▸ DATA FOR REVIEW:

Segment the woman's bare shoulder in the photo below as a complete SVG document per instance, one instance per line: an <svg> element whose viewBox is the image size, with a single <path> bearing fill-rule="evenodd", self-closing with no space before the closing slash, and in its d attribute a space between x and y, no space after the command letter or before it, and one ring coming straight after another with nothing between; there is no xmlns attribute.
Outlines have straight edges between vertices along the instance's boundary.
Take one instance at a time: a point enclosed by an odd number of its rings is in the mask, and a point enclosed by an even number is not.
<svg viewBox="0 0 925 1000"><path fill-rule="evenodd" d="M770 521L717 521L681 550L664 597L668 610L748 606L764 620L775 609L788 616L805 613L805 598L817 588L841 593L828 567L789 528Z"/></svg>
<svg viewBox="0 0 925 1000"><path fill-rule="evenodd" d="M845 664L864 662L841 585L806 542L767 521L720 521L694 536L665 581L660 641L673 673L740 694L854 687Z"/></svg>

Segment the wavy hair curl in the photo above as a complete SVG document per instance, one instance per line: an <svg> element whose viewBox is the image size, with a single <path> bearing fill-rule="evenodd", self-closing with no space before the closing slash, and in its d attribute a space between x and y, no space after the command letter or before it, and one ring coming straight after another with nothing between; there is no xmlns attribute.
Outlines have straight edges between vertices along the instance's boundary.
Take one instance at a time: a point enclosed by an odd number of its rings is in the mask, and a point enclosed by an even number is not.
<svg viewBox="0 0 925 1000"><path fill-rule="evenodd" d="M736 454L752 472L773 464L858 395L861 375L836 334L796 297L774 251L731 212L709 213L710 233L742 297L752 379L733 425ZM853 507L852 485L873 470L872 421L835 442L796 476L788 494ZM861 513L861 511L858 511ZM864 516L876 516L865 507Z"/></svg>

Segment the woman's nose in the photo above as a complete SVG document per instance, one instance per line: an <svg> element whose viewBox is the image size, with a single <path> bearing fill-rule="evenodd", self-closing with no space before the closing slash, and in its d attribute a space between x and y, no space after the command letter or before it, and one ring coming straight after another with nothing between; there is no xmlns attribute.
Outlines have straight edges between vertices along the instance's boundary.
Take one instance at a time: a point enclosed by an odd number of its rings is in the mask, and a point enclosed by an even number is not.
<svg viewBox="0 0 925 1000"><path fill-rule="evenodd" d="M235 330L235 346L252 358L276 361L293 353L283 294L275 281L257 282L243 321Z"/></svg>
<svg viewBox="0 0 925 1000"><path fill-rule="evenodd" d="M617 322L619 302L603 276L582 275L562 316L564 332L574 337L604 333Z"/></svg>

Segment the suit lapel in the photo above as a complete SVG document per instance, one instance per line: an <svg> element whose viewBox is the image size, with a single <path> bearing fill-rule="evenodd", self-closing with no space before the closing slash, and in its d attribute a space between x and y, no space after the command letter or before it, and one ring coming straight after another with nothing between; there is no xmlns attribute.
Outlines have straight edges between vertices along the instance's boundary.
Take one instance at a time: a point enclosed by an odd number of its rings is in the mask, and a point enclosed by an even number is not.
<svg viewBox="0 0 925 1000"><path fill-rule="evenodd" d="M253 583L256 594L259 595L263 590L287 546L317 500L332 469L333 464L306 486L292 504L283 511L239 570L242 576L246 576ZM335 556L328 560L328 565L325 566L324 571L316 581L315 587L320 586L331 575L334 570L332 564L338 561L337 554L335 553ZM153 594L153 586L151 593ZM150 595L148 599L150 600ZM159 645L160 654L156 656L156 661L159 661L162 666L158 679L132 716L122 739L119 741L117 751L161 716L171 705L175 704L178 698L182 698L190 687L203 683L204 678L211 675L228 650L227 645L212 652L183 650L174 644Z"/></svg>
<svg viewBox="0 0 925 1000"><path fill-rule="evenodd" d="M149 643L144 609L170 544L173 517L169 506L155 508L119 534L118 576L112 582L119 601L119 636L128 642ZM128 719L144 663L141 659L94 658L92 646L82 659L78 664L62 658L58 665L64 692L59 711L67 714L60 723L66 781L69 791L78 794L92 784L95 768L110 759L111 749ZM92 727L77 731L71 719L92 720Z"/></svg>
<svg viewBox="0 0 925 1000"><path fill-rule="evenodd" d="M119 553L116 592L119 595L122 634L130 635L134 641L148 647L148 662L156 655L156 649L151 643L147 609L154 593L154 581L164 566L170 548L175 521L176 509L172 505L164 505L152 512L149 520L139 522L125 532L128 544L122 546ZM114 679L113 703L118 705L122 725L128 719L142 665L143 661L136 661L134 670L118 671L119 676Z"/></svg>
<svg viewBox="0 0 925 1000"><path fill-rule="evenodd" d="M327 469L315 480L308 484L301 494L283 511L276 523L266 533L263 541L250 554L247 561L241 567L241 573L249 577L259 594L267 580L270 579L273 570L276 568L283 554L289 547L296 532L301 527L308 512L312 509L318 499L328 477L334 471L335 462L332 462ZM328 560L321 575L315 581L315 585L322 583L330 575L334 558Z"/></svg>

▸ WHAT YOU ARE ASKED TO DO: Above are the records; set each one down word for word.

▸ RESPONSE:
Segment the woman's bare shoulder in the photo below as a complete SVG document per instance, one instance per line: an <svg> element whose viewBox is the image size, with a single <path> bearing fill-rule="evenodd", self-closing with no space before the closing slash, and in its d attribute a space between x and y, no space after the command letter or before it, and one ring coming straight after another with nothing between; there is no xmlns attribute.
Outlines have straight edges between vertices along the instance's boundary.
Take one instance at a time: a point enclosed by an odd number of its rings is in the mask, and a point enclosed by an even number is not.
<svg viewBox="0 0 925 1000"><path fill-rule="evenodd" d="M770 521L717 521L681 550L664 597L668 610L748 606L764 620L775 609L788 616L805 613L805 598L817 588L841 593L828 567L789 528Z"/></svg>
<svg viewBox="0 0 925 1000"><path fill-rule="evenodd" d="M845 664L864 662L841 585L806 542L767 521L720 521L694 536L665 581L660 641L673 673L740 694L854 687Z"/></svg>

Segment the wavy hair curl in the photo above as a complete SVG document per instance, one instance per line: an <svg> element whose viewBox is the image size, with a single <path> bearing fill-rule="evenodd", self-closing with no space before the closing slash, and in its d attribute a space between x and y, no space after the command letter or before it, and one ring coming straight after another with nothing between; there is no xmlns attribute.
Outlines have straight edges between vertices along the instance's boundary.
Take one instance at a time: a point enclosed by an odd number of its rings is in the mask, and a point enclosed by an even number is not.
<svg viewBox="0 0 925 1000"><path fill-rule="evenodd" d="M736 454L752 472L773 464L858 395L861 375L836 334L796 297L774 251L731 212L709 213L710 233L742 297L752 379L733 425ZM853 507L852 485L873 470L872 421L835 442L796 476L788 494ZM861 513L861 511L858 511ZM864 516L876 516L865 507Z"/></svg>

Segment the woman's nose in the photo above as a complete SVG document per instance, one instance per line: an <svg> element whose viewBox is the image size, with a single <path> bearing fill-rule="evenodd", self-closing with no space before the closing slash, and in its d attribute a space between x and y, no space after the command letter or before it, and one ring coming straight after another with nothing between; there is no xmlns attribute.
Outlines have straight edges between vertices along the instance's boundary.
Take one instance at a time: a point enclosed by an odd number of its rings is in the mask, and a point enclosed by an even number is not.
<svg viewBox="0 0 925 1000"><path fill-rule="evenodd" d="M235 330L235 346L252 358L276 361L293 353L283 294L275 281L257 282L243 321Z"/></svg>
<svg viewBox="0 0 925 1000"><path fill-rule="evenodd" d="M617 322L619 302L603 276L582 275L562 316L564 332L574 337L604 333Z"/></svg>

Segment the suit lapel in the photo above as a complete SVG document per instance, one instance per line: an <svg> element whose viewBox is the image size, with a single <path> bearing fill-rule="evenodd", self-closing with no space before the closing slash, and in its d attribute a space between x and y, no space after the command letter or before it, and one ring coming straight after another with nothing between; there is no xmlns attribute.
Outlines have straight edges between vertices along the instance's boundary.
Take one instance at a time: a point enclosed by an odd number of its rings is in the mask, and a point enclosed by an even number is not.
<svg viewBox="0 0 925 1000"><path fill-rule="evenodd" d="M253 583L256 594L259 595L263 590L287 546L317 500L332 469L333 464L306 486L292 504L283 511L239 570L242 576L246 576ZM335 556L328 560L328 565L325 566L324 571L316 581L315 587L320 586L331 575L334 570L332 564L338 561L337 554L335 553ZM153 594L153 586L151 593ZM150 595L148 599L150 600ZM159 645L160 654L156 656L156 661L159 661L162 666L158 679L132 716L122 739L119 741L117 751L161 716L171 705L175 704L178 698L182 698L190 687L203 683L204 678L211 675L228 650L227 645L212 652L183 650L174 644Z"/></svg>
<svg viewBox="0 0 925 1000"><path fill-rule="evenodd" d="M149 643L144 609L170 544L173 517L169 506L155 508L119 534L118 576L112 582L119 601L119 636L128 642ZM128 719L144 663L141 659L94 658L92 646L82 659L78 664L62 658L58 665L64 692L59 711L67 714L60 723L66 781L69 791L78 794L92 784L95 768L110 759L111 749ZM92 727L77 731L71 719L92 720Z"/></svg>
<svg viewBox="0 0 925 1000"><path fill-rule="evenodd" d="M119 553L116 592L119 595L122 634L130 635L134 641L148 647L148 662L156 655L156 649L151 643L147 609L154 593L154 581L164 566L170 548L175 521L176 509L172 505L164 505L152 512L149 520L139 522L125 532L128 544L122 546ZM114 679L113 703L118 705L122 725L128 719L142 665L143 661L136 661L134 670L118 671L119 676Z"/></svg>
<svg viewBox="0 0 925 1000"><path fill-rule="evenodd" d="M327 469L315 480L308 484L301 494L283 511L276 523L266 533L263 541L250 554L247 561L241 567L241 573L249 577L259 594L267 580L270 579L273 570L276 568L283 554L289 547L296 532L301 527L308 512L312 509L318 499L328 477L334 471L335 462L332 462ZM328 560L321 575L315 581L315 585L322 583L330 575L334 558Z"/></svg>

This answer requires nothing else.